Swap "Flag" for "Outline" throughout the records, changing nothing else, and leave the pictures out of your answer.

═══ Rows

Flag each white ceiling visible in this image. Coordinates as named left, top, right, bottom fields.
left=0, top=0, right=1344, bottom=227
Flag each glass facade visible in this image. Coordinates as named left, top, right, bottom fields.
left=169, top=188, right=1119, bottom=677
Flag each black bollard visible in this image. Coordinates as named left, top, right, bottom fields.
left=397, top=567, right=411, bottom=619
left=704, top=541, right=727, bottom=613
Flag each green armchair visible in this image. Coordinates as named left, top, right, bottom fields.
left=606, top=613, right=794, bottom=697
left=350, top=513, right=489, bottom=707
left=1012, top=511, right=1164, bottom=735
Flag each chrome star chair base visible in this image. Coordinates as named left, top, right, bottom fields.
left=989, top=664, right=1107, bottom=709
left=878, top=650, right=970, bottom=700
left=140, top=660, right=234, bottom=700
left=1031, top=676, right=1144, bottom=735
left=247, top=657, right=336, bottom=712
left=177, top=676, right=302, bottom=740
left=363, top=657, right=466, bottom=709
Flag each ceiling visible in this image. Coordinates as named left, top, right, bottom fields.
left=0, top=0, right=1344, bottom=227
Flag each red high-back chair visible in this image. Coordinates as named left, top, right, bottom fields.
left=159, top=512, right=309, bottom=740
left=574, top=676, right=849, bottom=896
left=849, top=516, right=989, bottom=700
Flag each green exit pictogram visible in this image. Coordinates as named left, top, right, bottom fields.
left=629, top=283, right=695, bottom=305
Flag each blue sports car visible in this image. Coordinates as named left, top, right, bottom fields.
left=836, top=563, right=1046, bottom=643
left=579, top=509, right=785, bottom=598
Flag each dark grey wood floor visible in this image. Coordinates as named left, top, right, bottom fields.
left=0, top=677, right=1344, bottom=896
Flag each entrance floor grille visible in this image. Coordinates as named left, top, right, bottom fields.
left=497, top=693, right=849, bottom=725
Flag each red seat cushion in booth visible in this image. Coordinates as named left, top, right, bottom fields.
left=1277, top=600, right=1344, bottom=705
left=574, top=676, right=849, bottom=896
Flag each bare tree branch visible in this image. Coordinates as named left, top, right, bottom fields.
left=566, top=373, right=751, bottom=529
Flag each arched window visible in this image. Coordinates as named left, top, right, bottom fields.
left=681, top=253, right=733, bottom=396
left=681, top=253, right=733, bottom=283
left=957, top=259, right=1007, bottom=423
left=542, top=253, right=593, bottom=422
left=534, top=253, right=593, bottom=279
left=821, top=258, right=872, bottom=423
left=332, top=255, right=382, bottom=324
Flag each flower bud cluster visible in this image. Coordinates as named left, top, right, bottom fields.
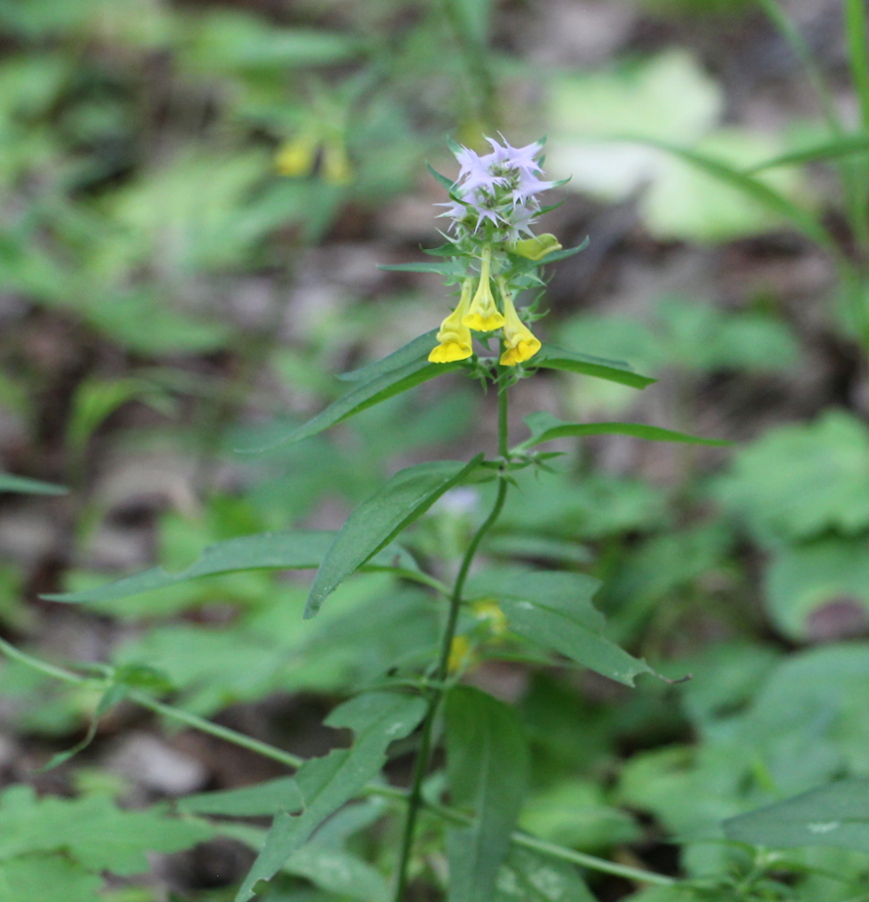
left=429, top=138, right=561, bottom=366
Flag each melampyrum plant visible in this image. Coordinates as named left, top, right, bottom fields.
left=2, top=140, right=732, bottom=902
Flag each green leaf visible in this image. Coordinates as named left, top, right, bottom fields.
left=305, top=454, right=483, bottom=618
left=514, top=410, right=732, bottom=451
left=467, top=567, right=654, bottom=686
left=526, top=342, right=655, bottom=388
left=245, top=354, right=463, bottom=451
left=446, top=686, right=531, bottom=902
left=177, top=777, right=304, bottom=817
left=0, top=855, right=104, bottom=902
left=338, top=329, right=437, bottom=382
left=0, top=786, right=214, bottom=874
left=743, top=132, right=869, bottom=175
left=0, top=473, right=69, bottom=495
left=44, top=530, right=418, bottom=604
left=495, top=846, right=595, bottom=902
left=621, top=136, right=835, bottom=250
left=723, top=778, right=869, bottom=853
left=235, top=692, right=428, bottom=902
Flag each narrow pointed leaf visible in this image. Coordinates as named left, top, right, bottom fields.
left=743, top=132, right=869, bottom=175
left=623, top=132, right=835, bottom=250
left=723, top=777, right=869, bottom=853
left=516, top=411, right=732, bottom=451
left=525, top=342, right=655, bottom=388
left=467, top=567, right=654, bottom=686
left=235, top=692, right=428, bottom=902
left=305, top=454, right=483, bottom=617
left=246, top=354, right=462, bottom=451
left=338, top=329, right=437, bottom=382
left=446, top=686, right=530, bottom=902
left=0, top=473, right=69, bottom=495
left=43, top=530, right=418, bottom=604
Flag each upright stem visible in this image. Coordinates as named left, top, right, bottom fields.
left=393, top=382, right=507, bottom=902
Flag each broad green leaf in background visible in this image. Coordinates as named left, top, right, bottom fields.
left=446, top=686, right=531, bottom=902
left=513, top=410, right=730, bottom=451
left=0, top=786, right=214, bottom=874
left=527, top=342, right=655, bottom=388
left=0, top=473, right=69, bottom=495
left=235, top=692, right=428, bottom=902
left=724, top=777, right=869, bottom=854
left=467, top=567, right=654, bottom=686
left=249, top=348, right=462, bottom=451
left=713, top=409, right=869, bottom=542
left=0, top=853, right=105, bottom=902
left=764, top=537, right=869, bottom=641
left=45, top=530, right=417, bottom=604
left=305, top=454, right=483, bottom=618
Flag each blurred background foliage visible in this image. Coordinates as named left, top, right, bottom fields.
left=0, top=0, right=869, bottom=902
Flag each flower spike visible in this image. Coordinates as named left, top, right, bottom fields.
left=428, top=279, right=474, bottom=363
left=498, top=279, right=542, bottom=366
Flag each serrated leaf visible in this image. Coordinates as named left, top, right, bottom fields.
left=0, top=473, right=69, bottom=495
left=446, top=686, right=530, bottom=902
left=723, top=778, right=869, bottom=853
left=0, top=855, right=103, bottom=902
left=245, top=357, right=463, bottom=451
left=235, top=692, right=428, bottom=902
left=0, top=786, right=214, bottom=874
left=515, top=410, right=732, bottom=451
left=176, top=777, right=304, bottom=817
left=468, top=568, right=654, bottom=686
left=44, top=530, right=418, bottom=604
left=338, top=329, right=437, bottom=382
left=525, top=342, right=656, bottom=388
left=305, top=454, right=483, bottom=618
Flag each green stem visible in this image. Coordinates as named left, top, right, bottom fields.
left=393, top=383, right=508, bottom=902
left=0, top=639, right=675, bottom=885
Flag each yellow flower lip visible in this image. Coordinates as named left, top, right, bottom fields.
left=428, top=279, right=474, bottom=363
left=498, top=279, right=542, bottom=366
left=462, top=247, right=505, bottom=332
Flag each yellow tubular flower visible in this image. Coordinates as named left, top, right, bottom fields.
left=428, top=279, right=474, bottom=363
left=498, top=279, right=541, bottom=366
left=462, top=247, right=504, bottom=332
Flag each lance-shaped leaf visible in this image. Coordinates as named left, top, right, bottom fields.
left=44, top=530, right=418, bottom=604
left=0, top=473, right=69, bottom=495
left=525, top=342, right=655, bottom=388
left=305, top=454, right=483, bottom=617
left=245, top=354, right=463, bottom=451
left=235, top=692, right=428, bottom=902
left=338, top=329, right=437, bottom=382
left=514, top=410, right=731, bottom=451
left=446, top=686, right=530, bottom=902
left=466, top=568, right=654, bottom=686
left=723, top=777, right=869, bottom=853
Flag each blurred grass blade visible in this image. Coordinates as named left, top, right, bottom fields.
left=0, top=473, right=69, bottom=495
left=515, top=410, right=732, bottom=451
left=446, top=686, right=530, bottom=902
left=619, top=137, right=838, bottom=254
left=305, top=454, right=483, bottom=618
left=43, top=530, right=418, bottom=604
left=723, top=778, right=869, bottom=853
left=526, top=342, right=656, bottom=388
left=742, top=132, right=869, bottom=175
left=235, top=692, right=428, bottom=902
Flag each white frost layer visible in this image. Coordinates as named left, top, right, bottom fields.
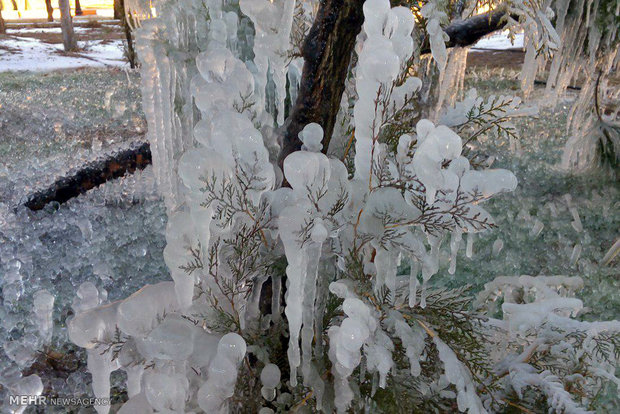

══════

* **Reply**:
Outline each white ceiling visible in this image. Coordinates as named left, top, right, bottom fields.
left=0, top=0, right=1344, bottom=227
Outline each glass facade visible in this image. Coordinates as named left, top, right, bottom fields.
left=169, top=188, right=1119, bottom=677
Outline each black bollard visible in this image. Coordinates as named left, top, right, bottom fields.
left=397, top=567, right=411, bottom=619
left=704, top=541, right=727, bottom=613
Outline each green armchair visible in this image. Coordinates as named left, top, right, bottom fields.
left=606, top=613, right=794, bottom=697
left=350, top=513, right=489, bottom=707
left=1012, top=511, right=1164, bottom=735
Outline each chrome star chair base visible in this image. Coordinates as named left, top, right, bottom fields.
left=989, top=664, right=1107, bottom=709
left=878, top=650, right=970, bottom=700
left=140, top=660, right=234, bottom=700
left=1031, top=676, right=1144, bottom=735
left=247, top=657, right=336, bottom=712
left=177, top=676, right=302, bottom=740
left=363, top=657, right=466, bottom=709
Outline each ceiling visible in this image. Coordinates as named left, top, right, bottom fields.
left=0, top=0, right=1344, bottom=227
Outline each red high-back chair visible in this image. Coordinates as named left, top, right, bottom fields.
left=159, top=512, right=309, bottom=740
left=574, top=676, right=849, bottom=896
left=849, top=516, right=989, bottom=700
Outline each green exit pictogram visible in this image. Coordinates as named left, top, right, bottom fields.
left=629, top=283, right=695, bottom=305
Outline each blue sports car visible in this image. Coordinates as named left, top, right, bottom fields.
left=836, top=563, right=1046, bottom=643
left=579, top=509, right=785, bottom=598
Outline each dark grey wood floor visible in this image. Coordinates as named left, top, right, bottom fields.
left=0, top=677, right=1344, bottom=896
Outline each entrance floor grille visible in this image. Coordinates as named left, top, right, bottom fields.
left=497, top=693, right=849, bottom=725
Outline each red seat cushion in booth visible in this image. Coordinates as named left, top, right, bottom fields.
left=1277, top=600, right=1344, bottom=705
left=574, top=676, right=849, bottom=896
Outline each bare tree branch visible in this image. Coordinates as named left, top, right, bottom fields.
left=566, top=373, right=751, bottom=529
Outline each arched window visible in this image. Coordinates as named left, top, right, bottom fields.
left=681, top=253, right=733, bottom=396
left=681, top=253, right=733, bottom=283
left=957, top=259, right=1007, bottom=423
left=542, top=253, right=593, bottom=422
left=534, top=253, right=593, bottom=279
left=821, top=258, right=872, bottom=423
left=332, top=255, right=382, bottom=324
Outline each flower bud cluster visible in this image. Coordinates as named left, top, right, bottom fields.
left=429, top=138, right=561, bottom=366
Outline each melampyrum plant visible in this image. Coordinates as named left, top, right, bottom fields.
left=2, top=140, right=732, bottom=902
Outline each green leaf visible in this image. Coordinates as named left, top, right, bottom fields.
left=305, top=454, right=483, bottom=618
left=514, top=410, right=732, bottom=451
left=467, top=567, right=654, bottom=686
left=526, top=342, right=655, bottom=388
left=245, top=354, right=463, bottom=451
left=446, top=686, right=531, bottom=902
left=177, top=777, right=304, bottom=817
left=0, top=855, right=104, bottom=902
left=338, top=329, right=437, bottom=382
left=0, top=786, right=214, bottom=874
left=743, top=132, right=869, bottom=175
left=0, top=473, right=69, bottom=495
left=44, top=530, right=418, bottom=604
left=495, top=846, right=595, bottom=902
left=621, top=136, right=835, bottom=250
left=723, top=778, right=869, bottom=853
left=235, top=692, right=428, bottom=902
Outline each narrow pointed leaf visible in this image. Coordinates as named left, top, right, bottom fields.
left=743, top=132, right=869, bottom=175
left=623, top=132, right=835, bottom=250
left=723, top=777, right=869, bottom=853
left=516, top=411, right=732, bottom=451
left=525, top=342, right=655, bottom=388
left=467, top=567, right=654, bottom=686
left=235, top=692, right=428, bottom=902
left=305, top=454, right=483, bottom=617
left=246, top=354, right=462, bottom=451
left=338, top=329, right=437, bottom=382
left=446, top=686, right=530, bottom=902
left=0, top=473, right=69, bottom=495
left=43, top=530, right=418, bottom=604
Outline each upright stem visible in this image. Coordinates as named left, top, right, bottom fields.
left=393, top=382, right=507, bottom=902
Outline each broad green leaf in background visible in this image. Coordinates as named left, top, right, bottom fields.
left=446, top=686, right=531, bottom=902
left=513, top=410, right=730, bottom=451
left=0, top=786, right=214, bottom=874
left=527, top=342, right=655, bottom=388
left=0, top=473, right=69, bottom=495
left=235, top=692, right=428, bottom=902
left=724, top=777, right=869, bottom=854
left=467, top=567, right=654, bottom=686
left=249, top=348, right=462, bottom=451
left=713, top=409, right=869, bottom=542
left=0, top=853, right=105, bottom=902
left=764, top=537, right=869, bottom=641
left=45, top=530, right=417, bottom=604
left=305, top=454, right=483, bottom=618
Outline each blurred background foliage visible in this image. Coordinates as named left, top, right, bottom fields.
left=0, top=0, right=869, bottom=902
Outline each flower spike visible in this image. Coordinates as named left, top, right, bottom fields.
left=428, top=279, right=474, bottom=363
left=498, top=279, right=542, bottom=366
Outline each serrated leaf visible in this image. Coordinates as named left, top, right, bottom fields.
left=0, top=473, right=69, bottom=495
left=446, top=686, right=530, bottom=902
left=723, top=778, right=869, bottom=853
left=0, top=855, right=103, bottom=902
left=245, top=357, right=463, bottom=451
left=235, top=692, right=428, bottom=902
left=0, top=786, right=214, bottom=874
left=515, top=410, right=732, bottom=451
left=176, top=777, right=304, bottom=817
left=468, top=568, right=654, bottom=686
left=44, top=530, right=418, bottom=604
left=338, top=329, right=437, bottom=382
left=525, top=342, right=656, bottom=388
left=305, top=454, right=483, bottom=618
Outline each green stem visible in this image. Coordinates as named left, top, right, bottom fields.
left=393, top=383, right=508, bottom=902
left=0, top=639, right=675, bottom=885
Outline each yellow flower lip visible in this image. Coordinates as named left, top, right, bottom fields.
left=428, top=279, right=474, bottom=363
left=498, top=279, right=542, bottom=366
left=462, top=247, right=505, bottom=332
Outline each yellow tubular flower visible in this image. Coordinates as named left, top, right, bottom fields.
left=428, top=279, right=474, bottom=363
left=498, top=279, right=541, bottom=366
left=462, top=247, right=504, bottom=332
Outline each lance-shaped leaf visible in this image. Coordinates as named left, top, right, bottom fields.
left=44, top=530, right=418, bottom=604
left=0, top=473, right=69, bottom=495
left=525, top=342, right=655, bottom=388
left=305, top=454, right=483, bottom=617
left=245, top=354, right=463, bottom=451
left=235, top=692, right=428, bottom=902
left=338, top=329, right=437, bottom=382
left=514, top=410, right=731, bottom=451
left=446, top=686, right=530, bottom=902
left=466, top=568, right=654, bottom=686
left=723, top=777, right=869, bottom=853
Outline each blurred grass blade visible in this image. Coordinates as named left, top, right, bottom fields.
left=0, top=473, right=69, bottom=495
left=515, top=410, right=732, bottom=451
left=446, top=686, right=530, bottom=902
left=619, top=137, right=838, bottom=254
left=305, top=454, right=483, bottom=618
left=43, top=530, right=418, bottom=604
left=723, top=778, right=869, bottom=853
left=526, top=342, right=656, bottom=388
left=742, top=132, right=869, bottom=175
left=235, top=692, right=428, bottom=902
Outline each white frost layer visible in this image. Coordinates as named left, top, right, bottom fields.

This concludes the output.